● Work instructions
From the listing that follows, extract every line and set it down unaltered.

● Recorded information
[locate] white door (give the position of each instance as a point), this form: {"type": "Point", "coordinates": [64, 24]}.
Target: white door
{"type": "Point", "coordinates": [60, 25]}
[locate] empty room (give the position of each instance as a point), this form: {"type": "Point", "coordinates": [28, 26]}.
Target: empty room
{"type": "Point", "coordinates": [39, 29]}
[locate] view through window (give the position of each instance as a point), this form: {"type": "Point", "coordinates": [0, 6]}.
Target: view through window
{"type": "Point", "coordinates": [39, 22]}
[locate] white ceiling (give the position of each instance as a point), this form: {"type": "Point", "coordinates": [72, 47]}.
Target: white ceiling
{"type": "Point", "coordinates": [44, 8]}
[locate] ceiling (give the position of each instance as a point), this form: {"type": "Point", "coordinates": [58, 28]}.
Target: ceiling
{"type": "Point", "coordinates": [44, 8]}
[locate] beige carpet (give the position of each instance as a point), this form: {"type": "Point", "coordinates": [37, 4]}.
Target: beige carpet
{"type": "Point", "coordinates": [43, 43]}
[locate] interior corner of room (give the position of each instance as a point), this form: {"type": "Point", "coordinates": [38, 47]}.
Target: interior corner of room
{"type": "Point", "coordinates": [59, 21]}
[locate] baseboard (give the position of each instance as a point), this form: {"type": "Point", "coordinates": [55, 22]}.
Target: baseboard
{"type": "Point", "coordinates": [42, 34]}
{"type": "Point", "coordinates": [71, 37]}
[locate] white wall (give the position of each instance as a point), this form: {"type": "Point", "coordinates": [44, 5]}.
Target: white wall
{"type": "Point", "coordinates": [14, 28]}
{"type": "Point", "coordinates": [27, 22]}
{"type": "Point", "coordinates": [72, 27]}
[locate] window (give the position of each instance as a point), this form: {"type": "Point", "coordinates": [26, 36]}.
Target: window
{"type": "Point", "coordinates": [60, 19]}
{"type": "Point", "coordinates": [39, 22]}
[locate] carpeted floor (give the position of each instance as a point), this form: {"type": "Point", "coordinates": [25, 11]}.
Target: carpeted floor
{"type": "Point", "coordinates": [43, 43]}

● Expected answer
[locate] white door (give the position of each instance as a point), this form: {"type": "Point", "coordinates": [64, 24]}.
Target: white door
{"type": "Point", "coordinates": [60, 25]}
[locate] empty room (give the position of each instance as a point), this form: {"type": "Point", "coordinates": [28, 26]}.
Target: empty room
{"type": "Point", "coordinates": [39, 29]}
[locate] view through window (give the position of each instance as a point), this form: {"type": "Point", "coordinates": [0, 6]}.
Target: view through window
{"type": "Point", "coordinates": [39, 22]}
[locate] white ceiling (give the position of each instance as a point), this form: {"type": "Point", "coordinates": [72, 47]}.
Target: white ceiling
{"type": "Point", "coordinates": [44, 8]}
[locate] ceiling (give the position of each instance as a point), this form: {"type": "Point", "coordinates": [58, 28]}.
Target: ceiling
{"type": "Point", "coordinates": [44, 8]}
[locate] beige carpet (give the position of each instance as a point), this form: {"type": "Point", "coordinates": [37, 4]}.
Target: beige carpet
{"type": "Point", "coordinates": [43, 43]}
[locate] interior corner of room (give the position of each instance as a point), this form: {"type": "Point", "coordinates": [38, 47]}.
Target: interior corner of room
{"type": "Point", "coordinates": [59, 21]}
[locate] baseboard (give the position of each instance as a point), this form: {"type": "Point", "coordinates": [55, 22]}.
Target: baseboard
{"type": "Point", "coordinates": [42, 34]}
{"type": "Point", "coordinates": [71, 37]}
[locate] white wall (give the position of each instance as a point), this form: {"type": "Point", "coordinates": [44, 5]}.
Target: white wall
{"type": "Point", "coordinates": [14, 28]}
{"type": "Point", "coordinates": [27, 22]}
{"type": "Point", "coordinates": [72, 27]}
[locate] window (give the position of each instance as a point), this form: {"type": "Point", "coordinates": [26, 36]}.
Target: window
{"type": "Point", "coordinates": [60, 19]}
{"type": "Point", "coordinates": [39, 22]}
[locate] carpeted floor (give the position of each instance as a point), this form: {"type": "Point", "coordinates": [25, 11]}.
Target: carpeted floor
{"type": "Point", "coordinates": [43, 43]}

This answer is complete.